** Records shown follows **
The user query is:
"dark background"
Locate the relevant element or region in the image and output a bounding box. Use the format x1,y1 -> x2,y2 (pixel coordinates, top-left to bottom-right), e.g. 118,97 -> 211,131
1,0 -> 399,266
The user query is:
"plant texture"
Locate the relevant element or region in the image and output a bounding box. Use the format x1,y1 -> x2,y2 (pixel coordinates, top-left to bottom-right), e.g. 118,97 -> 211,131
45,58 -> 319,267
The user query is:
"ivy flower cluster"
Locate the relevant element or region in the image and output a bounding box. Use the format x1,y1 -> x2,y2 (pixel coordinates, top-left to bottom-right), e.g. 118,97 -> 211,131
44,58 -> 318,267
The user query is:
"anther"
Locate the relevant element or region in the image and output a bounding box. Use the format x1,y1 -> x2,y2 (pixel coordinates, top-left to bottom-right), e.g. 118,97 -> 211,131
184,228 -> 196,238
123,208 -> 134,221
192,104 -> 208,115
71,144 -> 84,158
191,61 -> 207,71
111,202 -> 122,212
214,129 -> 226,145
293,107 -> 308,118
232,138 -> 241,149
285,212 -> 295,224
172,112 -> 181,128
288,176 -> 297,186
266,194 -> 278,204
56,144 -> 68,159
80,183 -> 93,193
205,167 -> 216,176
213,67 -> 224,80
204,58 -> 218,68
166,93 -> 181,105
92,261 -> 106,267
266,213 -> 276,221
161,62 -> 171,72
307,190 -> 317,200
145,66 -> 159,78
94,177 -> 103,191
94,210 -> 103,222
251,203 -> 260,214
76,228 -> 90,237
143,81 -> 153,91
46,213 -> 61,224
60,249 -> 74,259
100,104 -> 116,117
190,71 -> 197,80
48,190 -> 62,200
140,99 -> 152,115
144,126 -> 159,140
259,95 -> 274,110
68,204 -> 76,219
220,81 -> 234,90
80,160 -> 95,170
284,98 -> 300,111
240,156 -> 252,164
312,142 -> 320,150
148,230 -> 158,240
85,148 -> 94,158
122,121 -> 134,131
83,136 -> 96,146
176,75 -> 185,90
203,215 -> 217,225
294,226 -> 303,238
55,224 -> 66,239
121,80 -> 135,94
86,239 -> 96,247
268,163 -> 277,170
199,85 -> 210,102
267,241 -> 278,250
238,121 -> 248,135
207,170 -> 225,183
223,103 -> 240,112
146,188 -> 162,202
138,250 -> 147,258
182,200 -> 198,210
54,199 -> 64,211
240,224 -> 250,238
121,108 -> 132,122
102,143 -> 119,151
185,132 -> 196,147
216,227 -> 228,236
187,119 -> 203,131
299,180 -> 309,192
** End of Records shown **
*Instructions for the task*:
Copy every entry exactly as it is given.

*Your response*:
The user query is:
"dark background"
Locate the relevant element or region in the image and output a bounding box. Use the format x1,y1 -> x2,y2 (pixel coordinates, top-left to bottom-right), e.g. 118,97 -> 211,131
1,0 -> 399,266
The user query is:
"plant texture"
Locate the relevant element or region in the image and output a bounding box. Use the format x1,y1 -> x2,y2 (pixel coordinates, top-left to bottom-right), e.g. 118,97 -> 211,131
45,58 -> 319,267
The user query is:
"ivy flower cluster"
Locate the relevant element or region in the image and output a bounding box. Use the format x1,y1 -> x2,y2 (pixel coordinates, top-left to bottom-right), e.g. 118,97 -> 211,131
44,58 -> 318,267
The user query is:
"anther"
Locate the relevant element or region in the image and output a bounding box. Use the format x1,y1 -> x2,y2 (pixel coordinates, top-left to bottom-right), e.g. 118,97 -> 211,131
184,228 -> 196,238
123,208 -> 134,221
192,104 -> 208,115
71,144 -> 84,158
191,61 -> 207,71
111,202 -> 122,212
214,129 -> 226,145
293,107 -> 308,118
232,138 -> 241,149
285,212 -> 295,224
172,112 -> 181,128
288,176 -> 297,186
266,194 -> 278,204
56,144 -> 68,159
80,183 -> 93,193
205,167 -> 216,176
213,67 -> 224,80
204,58 -> 218,68
166,93 -> 181,105
92,261 -> 106,267
266,213 -> 276,221
161,62 -> 171,72
307,190 -> 317,200
145,66 -> 159,78
94,177 -> 103,191
94,210 -> 103,222
251,203 -> 260,214
76,228 -> 90,237
143,81 -> 153,91
46,213 -> 61,224
60,249 -> 74,259
100,104 -> 116,117
190,71 -> 197,80
48,190 -> 62,200
140,99 -> 152,115
144,126 -> 159,140
259,95 -> 274,110
68,204 -> 76,219
220,81 -> 234,90
80,160 -> 95,170
284,98 -> 300,111
240,156 -> 252,164
312,142 -> 320,150
148,230 -> 158,240
85,148 -> 94,158
122,121 -> 134,131
83,136 -> 96,146
176,75 -> 185,90
203,215 -> 217,225
294,226 -> 303,238
55,224 -> 66,239
121,80 -> 135,94
86,239 -> 96,247
268,163 -> 277,170
199,85 -> 210,102
267,241 -> 278,250
238,121 -> 248,135
207,170 -> 225,183
223,103 -> 240,112
146,188 -> 162,202
138,250 -> 147,258
182,200 -> 198,210
54,199 -> 64,211
240,224 -> 250,238
121,108 -> 132,122
102,143 -> 119,151
185,132 -> 196,147
216,227 -> 228,236
187,119 -> 203,131
299,180 -> 309,192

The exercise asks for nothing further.